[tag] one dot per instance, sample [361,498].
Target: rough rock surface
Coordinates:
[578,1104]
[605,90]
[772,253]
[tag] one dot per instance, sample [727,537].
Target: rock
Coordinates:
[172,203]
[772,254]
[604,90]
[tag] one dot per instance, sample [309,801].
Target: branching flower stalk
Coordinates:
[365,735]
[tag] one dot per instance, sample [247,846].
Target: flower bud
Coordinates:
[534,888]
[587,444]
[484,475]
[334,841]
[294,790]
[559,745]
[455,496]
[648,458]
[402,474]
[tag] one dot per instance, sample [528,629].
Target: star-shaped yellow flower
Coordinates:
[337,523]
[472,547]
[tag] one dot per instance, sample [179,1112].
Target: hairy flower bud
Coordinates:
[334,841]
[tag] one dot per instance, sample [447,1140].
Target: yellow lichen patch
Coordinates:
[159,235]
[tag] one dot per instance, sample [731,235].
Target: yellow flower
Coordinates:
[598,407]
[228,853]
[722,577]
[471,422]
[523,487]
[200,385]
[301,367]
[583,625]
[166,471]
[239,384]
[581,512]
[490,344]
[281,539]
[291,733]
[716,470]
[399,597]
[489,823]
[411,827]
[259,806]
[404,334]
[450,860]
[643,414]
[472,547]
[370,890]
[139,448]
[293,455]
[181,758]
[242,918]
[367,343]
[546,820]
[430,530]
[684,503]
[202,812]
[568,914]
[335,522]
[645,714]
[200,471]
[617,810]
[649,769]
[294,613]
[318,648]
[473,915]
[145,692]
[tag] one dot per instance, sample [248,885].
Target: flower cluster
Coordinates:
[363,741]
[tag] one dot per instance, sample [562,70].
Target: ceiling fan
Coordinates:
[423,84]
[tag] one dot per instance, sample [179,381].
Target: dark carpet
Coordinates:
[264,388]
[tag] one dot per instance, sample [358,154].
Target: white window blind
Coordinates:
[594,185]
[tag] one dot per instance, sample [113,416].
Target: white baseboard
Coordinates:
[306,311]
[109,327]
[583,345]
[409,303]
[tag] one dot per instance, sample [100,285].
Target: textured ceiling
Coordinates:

▬▬▬

Copy everything from the line containing "[tag] one dot per instance, sample [179,1112]." down to the end of the material, keeping every line, and scale only the answer coordinates by 2.55, rounding to whole numbers with halves rounded up. Leave all other numbers unchanged.

[tag] one dot per instance, sample [179,1112].
Target: hairy flower bud
Coordinates:
[852,2145]
[tag] one dot per instance, sample [447,1140].
Target: yellow lichen patch
Coordinates:
[405,599]
[tag] one dot per instance, sample [731,235].
Target: yellow flower
Coordinates:
[1525,1038]
[581,2175]
[1841,1471]
[1201,1076]
[1334,1242]
[510,982]
[768,936]
[1487,1594]
[423,1201]
[609,979]
[1482,1306]
[1250,877]
[717,1374]
[742,1869]
[1826,1199]
[1017,1522]
[1247,2099]
[1048,2109]
[660,2055]
[1030,852]
[1148,2193]
[1640,1056]
[1204,1395]
[944,2270]
[354,1142]
[747,1160]
[462,1933]
[617,2341]
[936,875]
[1392,2091]
[1097,1352]
[1744,1283]
[515,2071]
[1448,2331]
[854,1331]
[1645,1821]
[510,1201]
[1573,2066]
[1655,1961]
[750,1563]
[811,1652]
[1206,2333]
[370,1765]
[tag] one dot per instance, sample [248,885].
Target: flower cluster
Coordinates:
[926,1890]
[tag] one dot per instance, sample [562,70].
Target: ceiling fan
Coordinates:
[1079,214]
[tag] one dot per instance, sample [179,381].
Target: dark carpet
Coordinates:
[673,989]
[tag] one dot per instance, sample [358,154].
Target: white window blind
Coordinates:
[1515,472]
[tag] one dot per instance, sample [113,416].
Target: white baseboard
Coordinates:
[780,793]
[278,834]
[1487,880]
[1043,773]
[tag] one dot per instance, sample [100,285].
Target: textured ceiling
Coordinates:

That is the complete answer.